=== Set exercise ===
Rewrite the lines starting at the one containing "task: segment every instance of the <item>folded" and ending at the one containing "target: <item>folded cloth</item>", swapping "cloth" for "towel" and changing nothing else.

=== Stored rows ===

'''

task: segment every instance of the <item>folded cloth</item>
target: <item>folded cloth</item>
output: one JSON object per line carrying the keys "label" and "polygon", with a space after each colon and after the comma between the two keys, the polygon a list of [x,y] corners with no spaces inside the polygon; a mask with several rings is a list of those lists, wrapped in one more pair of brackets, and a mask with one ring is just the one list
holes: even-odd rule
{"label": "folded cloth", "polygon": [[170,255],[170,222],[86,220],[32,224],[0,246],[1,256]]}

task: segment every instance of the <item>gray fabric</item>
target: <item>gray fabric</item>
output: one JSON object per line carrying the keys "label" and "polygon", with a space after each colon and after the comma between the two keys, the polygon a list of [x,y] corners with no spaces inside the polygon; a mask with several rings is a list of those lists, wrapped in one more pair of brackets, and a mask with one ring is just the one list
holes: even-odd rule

'''
'''

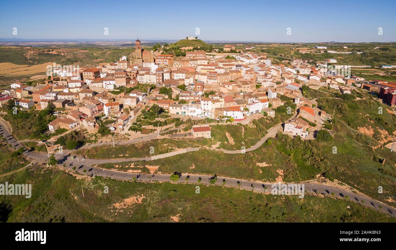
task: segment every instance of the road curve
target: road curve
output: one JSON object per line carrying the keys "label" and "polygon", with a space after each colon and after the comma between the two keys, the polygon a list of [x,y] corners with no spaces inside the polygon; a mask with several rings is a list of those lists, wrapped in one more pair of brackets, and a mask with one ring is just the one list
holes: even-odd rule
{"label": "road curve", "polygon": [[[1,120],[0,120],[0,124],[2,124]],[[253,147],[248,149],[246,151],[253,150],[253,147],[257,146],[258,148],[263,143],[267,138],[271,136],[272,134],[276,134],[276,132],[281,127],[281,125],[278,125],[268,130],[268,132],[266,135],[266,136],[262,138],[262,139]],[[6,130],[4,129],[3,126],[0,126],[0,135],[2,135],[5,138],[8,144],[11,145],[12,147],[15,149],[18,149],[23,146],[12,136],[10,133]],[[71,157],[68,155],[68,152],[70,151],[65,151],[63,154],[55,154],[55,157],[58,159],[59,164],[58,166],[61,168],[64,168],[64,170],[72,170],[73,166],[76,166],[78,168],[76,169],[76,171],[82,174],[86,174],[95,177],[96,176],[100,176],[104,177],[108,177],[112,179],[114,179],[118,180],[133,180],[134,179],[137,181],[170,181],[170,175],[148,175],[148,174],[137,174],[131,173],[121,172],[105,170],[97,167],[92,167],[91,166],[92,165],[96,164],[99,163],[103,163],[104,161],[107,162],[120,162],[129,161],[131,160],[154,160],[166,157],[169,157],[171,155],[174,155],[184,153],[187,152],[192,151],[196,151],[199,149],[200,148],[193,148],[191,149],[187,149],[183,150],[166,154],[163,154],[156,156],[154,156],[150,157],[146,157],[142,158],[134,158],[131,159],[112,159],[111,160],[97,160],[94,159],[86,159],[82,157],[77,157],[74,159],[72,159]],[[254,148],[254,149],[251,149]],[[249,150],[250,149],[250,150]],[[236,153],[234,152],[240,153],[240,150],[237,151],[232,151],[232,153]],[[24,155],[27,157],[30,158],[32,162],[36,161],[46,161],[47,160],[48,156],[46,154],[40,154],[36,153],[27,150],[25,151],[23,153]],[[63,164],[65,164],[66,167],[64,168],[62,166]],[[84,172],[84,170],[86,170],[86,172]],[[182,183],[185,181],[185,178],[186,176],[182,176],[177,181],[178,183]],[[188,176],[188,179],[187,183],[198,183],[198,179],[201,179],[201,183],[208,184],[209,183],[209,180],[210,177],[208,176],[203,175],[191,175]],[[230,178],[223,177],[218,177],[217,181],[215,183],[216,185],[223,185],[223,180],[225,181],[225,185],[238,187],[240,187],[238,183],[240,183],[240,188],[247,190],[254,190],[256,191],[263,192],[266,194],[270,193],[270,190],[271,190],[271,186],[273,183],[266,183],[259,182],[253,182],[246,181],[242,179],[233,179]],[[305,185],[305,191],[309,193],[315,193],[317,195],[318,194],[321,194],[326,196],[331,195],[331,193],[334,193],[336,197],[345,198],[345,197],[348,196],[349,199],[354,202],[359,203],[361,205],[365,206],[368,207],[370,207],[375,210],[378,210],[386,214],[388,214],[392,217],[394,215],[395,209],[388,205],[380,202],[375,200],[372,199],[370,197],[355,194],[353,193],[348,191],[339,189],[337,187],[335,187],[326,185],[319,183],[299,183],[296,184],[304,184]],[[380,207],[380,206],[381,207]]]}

'''

=== Task answer ===
task: segment every instance of the <item>folded towel</item>
target: <item>folded towel</item>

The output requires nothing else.